_EXERCISE INSTRUCTIONS_
• 1. Answer the following questions using the article on Qatar.
(a) On what date did the Henry Jackson Society meeting take place?
(b) Who is named as a senior Brotherhood spokesman?
(c) Which country joined Saudi Arabia and the UAE in withdrawing its ambassador from Doha?
• 2. Render this sentence from the article on Qatar into French: "Qatar asked its former friends to leave because of pressure applied by Saudi Arabia and the United Arab Emirates."
• 3. Update the passage of the article on Qatar starting with "This was far" and going on through "crash of 2008?", with "allies" replaced by "partners".

_TEXT BLOCK_
_ _ _

Magazine article The Spectator

Qatar: Whose Side Are They On?

Magazine article The Spectator

Qatar: Whose Side Are They On?

Article excerpt

Qatari money has flooded into London - but also into much less savoury places

On 17 June, a meeting of the Henry Jackson Society, held in the House of Commons, discussed (according to the minutes published on the society's website) how a tribal elder in northern Cameroon who runs a car import business in Qatar has become one of the main intermediaries between kidnappers from Boko Haram and its offshoot Ansaru and those seeking to free hostages. It was alleged that embezzlement of funds going to Qatar via car imports might be disguising ransom payments. It was also alleged that Qatar was involved in financing Islamist militant groups in West Africa, helping with weapons and ideological training, and (with Saudi Arabia) funding the building of mosques in Mali and Nigeria that preach a highly intolerant version of Islam.

This was far from the only time such accusations have been levelled. Yet Qatar is supposed to be one of our allies, supporting air strikes against the Islamic State. Its ruler even thinks his enormous wealth entitles him to blag his way into Her Majesty's carriage at Royal Ascot. Given Qatar's questionable role in the current tide of savage Islamism, should its ruler be allowed anywhere near our Queen? And should they be allowed to buy up our country, as they have done relentlessly since the crash of 2008?

After the overthrow of President Morsi of Egypt, Qatar became a place of refuge for the Muslim Brotherhood. However, on 12 September it asked several leading Brotherhood figures to leave. They duly did, not in outrage or indignation, but apologising for causing embarrassment. Clearly, they felt a debt to the Qataris, and a senior Brotherhood spokesman, Amr Darrag, said what it was. He issued a statement thanking Qataris for their support to 'the Egyptian people in their revolution against the military junta'.

Qatar asked its former friends to leave because of pressure applied by Saudi Arabia and the United Arab Emirates. Some may come to London: there is already a group of Brotherhood members in Cricklewood, under scrutiny from the authorities. But even now, Qatar remains home to an array of exiled Islamists, and thus a focus of suspicion to its neighbours. Bahrain joined Saudi Arabia and the UAE in withdrawing its ambassador from Doha this spring. It has been widely reported that Qatari money funds extremists in Libya, and when these ambassadors were recalled, the Zionist Organisation of America asked the US government to declare Qatar a state sponsor of terrorism.

_ _ _

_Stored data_

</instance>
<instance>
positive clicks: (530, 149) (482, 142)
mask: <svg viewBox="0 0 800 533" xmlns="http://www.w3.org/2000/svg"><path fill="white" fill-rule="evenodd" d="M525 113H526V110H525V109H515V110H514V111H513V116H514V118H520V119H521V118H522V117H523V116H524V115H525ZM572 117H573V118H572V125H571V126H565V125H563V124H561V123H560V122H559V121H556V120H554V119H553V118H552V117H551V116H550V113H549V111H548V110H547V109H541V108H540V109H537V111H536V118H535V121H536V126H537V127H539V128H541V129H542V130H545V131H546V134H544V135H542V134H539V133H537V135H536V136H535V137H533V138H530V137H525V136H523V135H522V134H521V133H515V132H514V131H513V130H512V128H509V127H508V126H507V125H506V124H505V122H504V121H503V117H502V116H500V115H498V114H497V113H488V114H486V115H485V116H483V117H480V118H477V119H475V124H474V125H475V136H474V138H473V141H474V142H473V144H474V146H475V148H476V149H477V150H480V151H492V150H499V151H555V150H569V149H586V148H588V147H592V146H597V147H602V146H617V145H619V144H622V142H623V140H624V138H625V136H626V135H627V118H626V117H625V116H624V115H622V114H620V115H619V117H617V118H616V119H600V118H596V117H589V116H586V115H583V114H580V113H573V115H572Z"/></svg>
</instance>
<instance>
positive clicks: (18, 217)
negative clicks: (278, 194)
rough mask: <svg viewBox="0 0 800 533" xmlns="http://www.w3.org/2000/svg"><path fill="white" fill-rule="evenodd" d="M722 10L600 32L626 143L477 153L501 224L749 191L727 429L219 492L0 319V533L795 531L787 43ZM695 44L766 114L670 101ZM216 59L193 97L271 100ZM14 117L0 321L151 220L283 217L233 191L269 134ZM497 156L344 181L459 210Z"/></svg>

_ _ _

_PER-TASK OUTPUTS_
• 1.
(a) 17 June
(b) Amr Darrag
(c) Bahrain

• 2. Le Qatar a demandé à ses anciens amis de partir en raison des pressions exercées par l'Arabie saoudite et les Émirats arabes unis.

• 3.
This was far from the only time such accusations have been levelled. Yet Qatar is supposed to be one of our partners, supporting air strikes against the Islamic State. Its ruler even thinks his enormous wealth entitles him to blag his way into Her Majesty's carriage at Royal Ascot. Given Qatar's questionable role in the current tide of savage Islamism, should its ruler be allowed anywhere near our Queen? And should they be allowed to buy up our country, as they have done relentlessly since the crash of 2008?